Required task:
Each entry here needs to be set down again exactly, please; pictures are left out.

Data section:
>> BEGIN
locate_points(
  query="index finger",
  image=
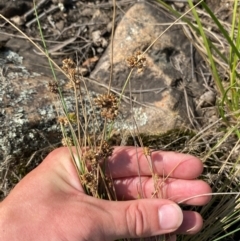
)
(131, 161)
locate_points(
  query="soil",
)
(70, 29)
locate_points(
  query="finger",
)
(139, 218)
(177, 190)
(130, 161)
(192, 223)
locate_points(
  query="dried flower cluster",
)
(69, 67)
(108, 104)
(67, 141)
(137, 60)
(64, 120)
(53, 87)
(94, 160)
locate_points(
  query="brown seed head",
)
(108, 104)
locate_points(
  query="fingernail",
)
(170, 217)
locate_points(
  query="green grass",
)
(217, 146)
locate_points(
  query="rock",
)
(28, 110)
(160, 89)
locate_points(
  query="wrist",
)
(8, 221)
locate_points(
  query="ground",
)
(81, 30)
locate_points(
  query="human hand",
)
(50, 203)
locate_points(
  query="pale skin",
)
(50, 203)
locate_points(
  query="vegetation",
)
(218, 144)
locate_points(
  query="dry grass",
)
(217, 144)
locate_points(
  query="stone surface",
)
(28, 110)
(166, 83)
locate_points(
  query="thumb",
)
(140, 218)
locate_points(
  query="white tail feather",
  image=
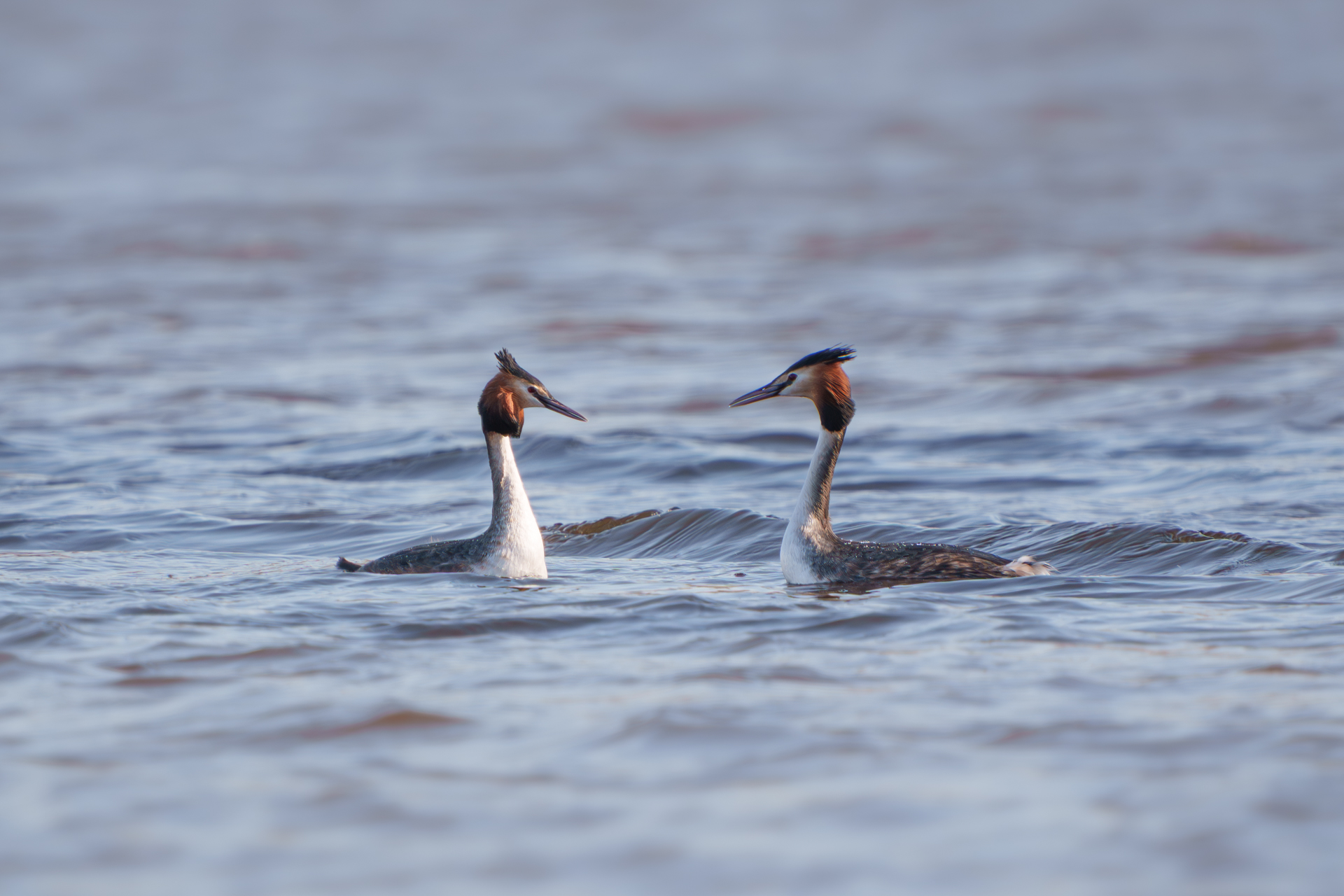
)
(1027, 564)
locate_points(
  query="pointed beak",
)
(771, 390)
(559, 409)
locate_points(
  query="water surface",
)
(254, 261)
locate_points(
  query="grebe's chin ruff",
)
(511, 547)
(811, 551)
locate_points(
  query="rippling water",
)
(253, 266)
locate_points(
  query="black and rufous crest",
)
(510, 365)
(499, 409)
(834, 355)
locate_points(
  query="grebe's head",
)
(508, 393)
(818, 377)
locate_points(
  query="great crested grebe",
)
(811, 551)
(511, 547)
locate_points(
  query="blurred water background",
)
(254, 258)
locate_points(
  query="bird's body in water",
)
(511, 547)
(811, 551)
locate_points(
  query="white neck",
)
(517, 548)
(809, 531)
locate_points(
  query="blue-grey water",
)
(255, 257)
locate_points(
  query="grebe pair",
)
(811, 552)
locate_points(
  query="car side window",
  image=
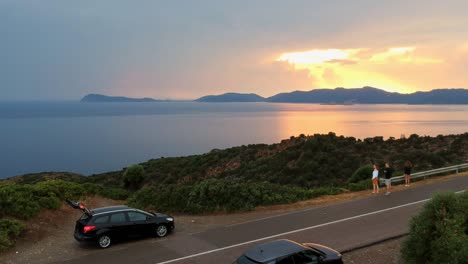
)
(101, 219)
(135, 216)
(306, 257)
(285, 260)
(118, 218)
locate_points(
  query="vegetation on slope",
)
(238, 178)
(439, 234)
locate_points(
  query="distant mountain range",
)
(364, 95)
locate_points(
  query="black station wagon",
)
(107, 224)
(289, 252)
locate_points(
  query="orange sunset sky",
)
(188, 49)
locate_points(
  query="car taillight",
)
(86, 229)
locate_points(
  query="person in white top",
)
(375, 179)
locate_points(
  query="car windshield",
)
(84, 217)
(245, 260)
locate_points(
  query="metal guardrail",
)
(425, 174)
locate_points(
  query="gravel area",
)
(383, 253)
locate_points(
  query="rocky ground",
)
(387, 252)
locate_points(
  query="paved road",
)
(341, 226)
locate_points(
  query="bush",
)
(134, 176)
(363, 173)
(214, 195)
(25, 201)
(439, 234)
(9, 231)
(359, 186)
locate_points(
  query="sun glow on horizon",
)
(317, 56)
(360, 67)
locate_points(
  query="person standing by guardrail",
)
(388, 171)
(407, 171)
(375, 179)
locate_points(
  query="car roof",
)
(273, 250)
(110, 209)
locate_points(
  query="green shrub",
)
(9, 231)
(363, 173)
(25, 201)
(439, 234)
(134, 176)
(214, 195)
(361, 185)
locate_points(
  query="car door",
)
(139, 225)
(119, 225)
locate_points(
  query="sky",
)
(63, 49)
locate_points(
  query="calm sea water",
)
(97, 137)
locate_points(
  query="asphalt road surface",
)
(342, 226)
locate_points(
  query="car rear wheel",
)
(104, 241)
(161, 230)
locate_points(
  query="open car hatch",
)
(79, 205)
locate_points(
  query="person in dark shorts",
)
(375, 179)
(388, 171)
(407, 171)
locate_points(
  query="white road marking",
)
(295, 231)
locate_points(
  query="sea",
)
(90, 138)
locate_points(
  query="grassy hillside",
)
(238, 178)
(304, 161)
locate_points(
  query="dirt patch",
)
(383, 253)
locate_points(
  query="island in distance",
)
(364, 95)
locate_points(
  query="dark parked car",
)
(289, 252)
(106, 224)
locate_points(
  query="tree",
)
(134, 176)
(439, 234)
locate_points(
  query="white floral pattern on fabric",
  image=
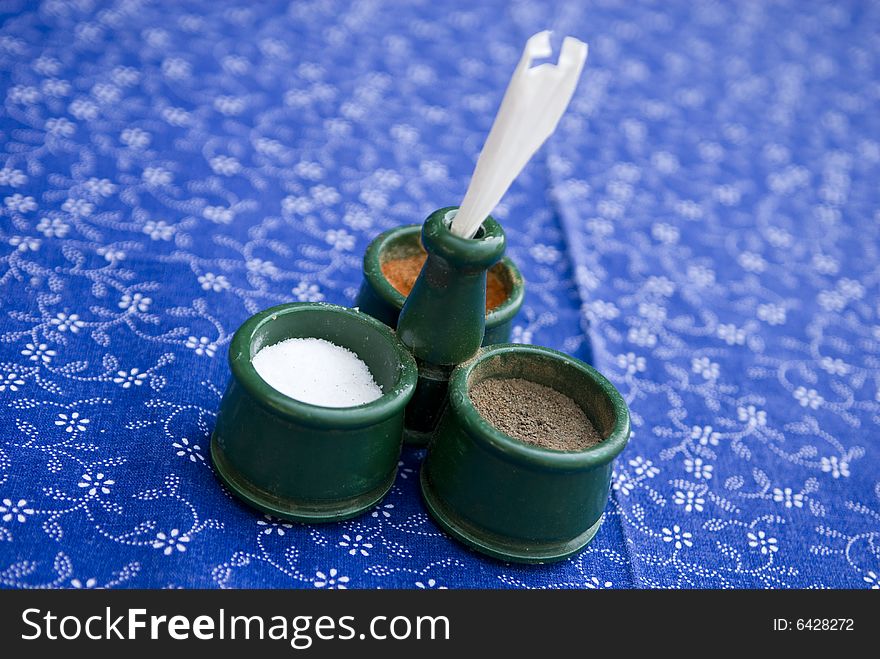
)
(702, 228)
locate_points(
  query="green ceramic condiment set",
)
(500, 496)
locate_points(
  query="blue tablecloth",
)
(703, 227)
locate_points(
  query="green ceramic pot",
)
(444, 317)
(306, 462)
(381, 300)
(512, 500)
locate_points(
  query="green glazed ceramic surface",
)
(512, 500)
(381, 300)
(444, 317)
(306, 462)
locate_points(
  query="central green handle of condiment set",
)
(500, 496)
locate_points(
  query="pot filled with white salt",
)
(310, 427)
(519, 467)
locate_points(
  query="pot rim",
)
(389, 403)
(515, 450)
(373, 272)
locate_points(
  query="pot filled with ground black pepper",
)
(392, 263)
(519, 467)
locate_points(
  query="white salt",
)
(318, 372)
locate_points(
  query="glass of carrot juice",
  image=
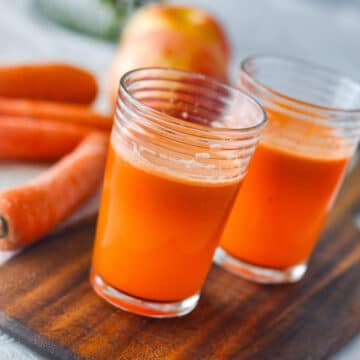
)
(297, 169)
(180, 147)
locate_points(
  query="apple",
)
(171, 36)
(167, 49)
(195, 22)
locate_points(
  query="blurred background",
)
(85, 32)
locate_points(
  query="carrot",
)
(54, 82)
(30, 211)
(28, 139)
(72, 113)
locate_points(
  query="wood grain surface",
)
(46, 302)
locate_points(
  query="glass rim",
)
(186, 124)
(321, 69)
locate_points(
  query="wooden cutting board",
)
(47, 303)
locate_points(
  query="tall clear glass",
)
(180, 147)
(298, 167)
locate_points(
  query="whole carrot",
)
(54, 82)
(30, 211)
(28, 139)
(70, 113)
>> END
Written solution:
locate_points(
  query="index finger",
  image=
)
(131, 161)
locate_points(
  query="soil",
)
(70, 29)
locate_points(
  query="finger",
)
(139, 218)
(177, 190)
(130, 161)
(192, 223)
locate_points(
  query="dried flower cluster",
)
(69, 67)
(108, 104)
(67, 141)
(137, 60)
(64, 120)
(53, 87)
(94, 160)
locate_points(
  query="brown seed head",
)
(108, 104)
locate_points(
  query="fingernail",
)
(170, 217)
locate_points(
  query="green grass",
)
(217, 146)
locate_points(
  query="rock",
)
(28, 110)
(160, 89)
locate_points(
  query="wrist",
)
(8, 221)
locate_points(
  query="ground",
)
(81, 30)
locate_points(
  query="human hand",
)
(50, 203)
locate_points(
  query="pale skin",
)
(50, 203)
locate_points(
  query="vegetation",
)
(218, 144)
locate_points(
  query="dry grass",
)
(217, 144)
locate_points(
  query="stone surface",
)
(28, 110)
(166, 83)
locate_points(
  query="thumb",
)
(140, 218)
locate_points(
  query="white tail feather",
  image=
)
(1027, 564)
locate_points(
  query="pointed beak",
)
(771, 390)
(559, 409)
locate_points(
  query="water surface",
)
(254, 261)
locate_points(
  query="grebe's chin ruff",
)
(511, 547)
(811, 551)
locate_points(
  query="rippling water",
)
(253, 266)
locate_points(
  query="black and rufous crest",
)
(510, 365)
(499, 409)
(834, 355)
locate_points(
  query="grebe's head",
)
(508, 393)
(818, 377)
locate_points(
  query="great crested grebe",
)
(811, 551)
(511, 547)
locate_points(
  query="blurred water background",
)
(254, 258)
locate_points(
  query="bird's body in water",
)
(511, 547)
(811, 551)
locate_points(
  query="white neck",
)
(517, 548)
(809, 531)
locate_points(
  query="blue-grey water",
)
(255, 257)
locate_points(
  query="grebe pair",
)
(811, 552)
locate_points(
  query="car side window",
  image=
)
(101, 219)
(135, 216)
(306, 257)
(285, 260)
(118, 218)
locate_points(
  query="vegetation on slope",
)
(238, 178)
(439, 234)
locate_points(
  query="distant mountain range",
)
(364, 95)
locate_points(
  query="black station wagon",
)
(107, 224)
(289, 252)
locate_points(
  query="orange sunset sky",
)
(188, 49)
locate_points(
  query="car taillight",
)
(86, 229)
locate_points(
  query="person in white top",
)
(375, 179)
locate_points(
  query="car windshield",
)
(84, 217)
(245, 260)
locate_points(
  query="metal guardrail",
)
(425, 174)
locate_points(
  query="gravel area",
)
(383, 253)
locate_points(
  query="rocky ground",
)
(387, 252)
locate_points(
  query="paved road",
)
(341, 226)
locate_points(
  query="bush",
)
(134, 176)
(363, 173)
(214, 195)
(25, 201)
(439, 234)
(9, 231)
(359, 186)
locate_points(
  query="sun glow on horizon",
)
(317, 56)
(360, 67)
locate_points(
  query="person standing by guardrail",
)
(388, 171)
(407, 171)
(375, 179)
locate_points(
  query="car roof",
)
(273, 250)
(110, 209)
locate_points(
  query="green shrub",
)
(9, 231)
(363, 173)
(25, 201)
(439, 234)
(134, 176)
(214, 195)
(361, 185)
locate_points(
  query="car door",
)
(139, 225)
(119, 225)
locate_points(
  query="sky",
)
(63, 49)
locate_points(
  query="calm sea water",
)
(97, 137)
locate_points(
  query="asphalt road surface",
)
(342, 226)
locate_points(
  query="car rear wheel",
)
(104, 241)
(161, 230)
locate_points(
  query="open car hatch",
)
(79, 205)
locate_points(
  query="person in dark shorts",
)
(375, 179)
(388, 171)
(407, 171)
locate_points(
  query="white road marking",
)
(295, 231)
locate_points(
  query="sea",
)
(90, 138)
locate_points(
  query="grassy hillside",
)
(238, 178)
(304, 161)
locate_points(
  query="dirt patch",
)
(383, 253)
locate_points(
  query="island in distance",
)
(364, 95)
locate_points(
  query="dark parked car",
)
(289, 252)
(106, 224)
locate_points(
  query="tree",
)
(134, 176)
(439, 234)
locate_points(
  query="white floral pattern on fabric",
  image=
)
(702, 228)
locate_points(
  query="green ceramic condiment set",
)
(500, 496)
locate_points(
  query="blue tablecloth",
)
(703, 227)
locate_points(
  query="green ceramic pot",
)
(444, 317)
(306, 462)
(381, 300)
(512, 500)
locate_points(
  query="green glazed ceramic surface",
)
(512, 500)
(381, 300)
(444, 317)
(306, 462)
locate_points(
  query="central green handle of condiment set",
)
(500, 496)
locate_points(
  query="pot filled with white salt",
)
(310, 427)
(519, 467)
locate_points(
  query="pot rim",
)
(389, 403)
(515, 450)
(373, 272)
locate_points(
  query="pot filled with ground black pepper",
)
(392, 263)
(519, 467)
locate_points(
  query="white salt",
)
(318, 372)
locate_points(
  query="glass of carrot juice",
  image=
)
(297, 169)
(180, 147)
locate_points(
  query="apple",
)
(171, 36)
(167, 49)
(195, 22)
locate_points(
  query="blurred background",
)
(85, 32)
locate_points(
  query="carrot",
)
(54, 82)
(30, 211)
(28, 139)
(72, 113)
locate_points(
  query="wood grain surface",
)
(46, 302)
locate_points(
  query="glass rim",
)
(186, 124)
(321, 69)
locate_points(
  query="wooden cutting board",
)
(47, 303)
locate_points(
  query="tall clear glass",
)
(180, 147)
(298, 167)
locate_points(
  query="whole carrot",
)
(54, 82)
(30, 211)
(28, 139)
(70, 113)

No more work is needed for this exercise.